**Task requirements**
Among the records below, which lines contain the string "segment"? Report them.

──────────────────────────────

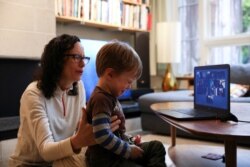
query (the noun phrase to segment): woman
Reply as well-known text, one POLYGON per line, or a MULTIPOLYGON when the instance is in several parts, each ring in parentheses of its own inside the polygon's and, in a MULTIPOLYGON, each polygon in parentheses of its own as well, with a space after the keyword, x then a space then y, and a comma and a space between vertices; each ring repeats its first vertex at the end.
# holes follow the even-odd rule
MULTIPOLYGON (((88 61, 76 36, 64 34, 45 46, 41 73, 21 97, 18 142, 9 166, 85 165, 81 148, 94 144, 80 80, 88 61)), ((120 123, 116 119, 113 130, 120 123)))

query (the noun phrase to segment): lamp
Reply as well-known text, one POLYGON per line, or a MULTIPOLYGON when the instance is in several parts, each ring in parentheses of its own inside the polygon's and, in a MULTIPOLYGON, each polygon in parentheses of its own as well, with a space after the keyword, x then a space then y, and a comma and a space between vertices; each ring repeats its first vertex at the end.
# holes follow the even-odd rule
POLYGON ((157 62, 167 63, 162 90, 177 88, 171 63, 181 62, 181 28, 180 22, 157 23, 157 62))

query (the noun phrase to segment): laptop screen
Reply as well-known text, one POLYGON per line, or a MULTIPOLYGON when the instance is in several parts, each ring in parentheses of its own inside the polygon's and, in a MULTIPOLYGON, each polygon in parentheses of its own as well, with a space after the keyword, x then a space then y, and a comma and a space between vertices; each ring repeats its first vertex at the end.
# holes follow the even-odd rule
POLYGON ((230 66, 194 68, 194 105, 230 111, 230 66))

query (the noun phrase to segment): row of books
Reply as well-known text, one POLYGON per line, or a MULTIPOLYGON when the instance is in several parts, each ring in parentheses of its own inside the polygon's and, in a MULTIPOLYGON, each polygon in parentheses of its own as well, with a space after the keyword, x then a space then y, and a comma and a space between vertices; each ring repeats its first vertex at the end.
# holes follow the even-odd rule
POLYGON ((149 9, 145 5, 124 4, 122 9, 122 25, 147 30, 149 9))
POLYGON ((56 16, 66 16, 116 26, 148 30, 148 5, 121 0, 55 0, 56 16))

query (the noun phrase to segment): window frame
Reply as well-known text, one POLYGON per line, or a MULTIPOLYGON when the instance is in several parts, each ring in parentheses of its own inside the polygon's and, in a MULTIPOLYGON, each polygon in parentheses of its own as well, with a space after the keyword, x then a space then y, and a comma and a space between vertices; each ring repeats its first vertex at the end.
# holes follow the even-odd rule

──────────────────────────────

**Result**
query (the noun phrase to segment): woman
query (the noun phrase to segment): lamp
query (the noun phrase to segment): laptop screen
query (the noun phrase to segment): row of books
query (the noun phrase to segment): window frame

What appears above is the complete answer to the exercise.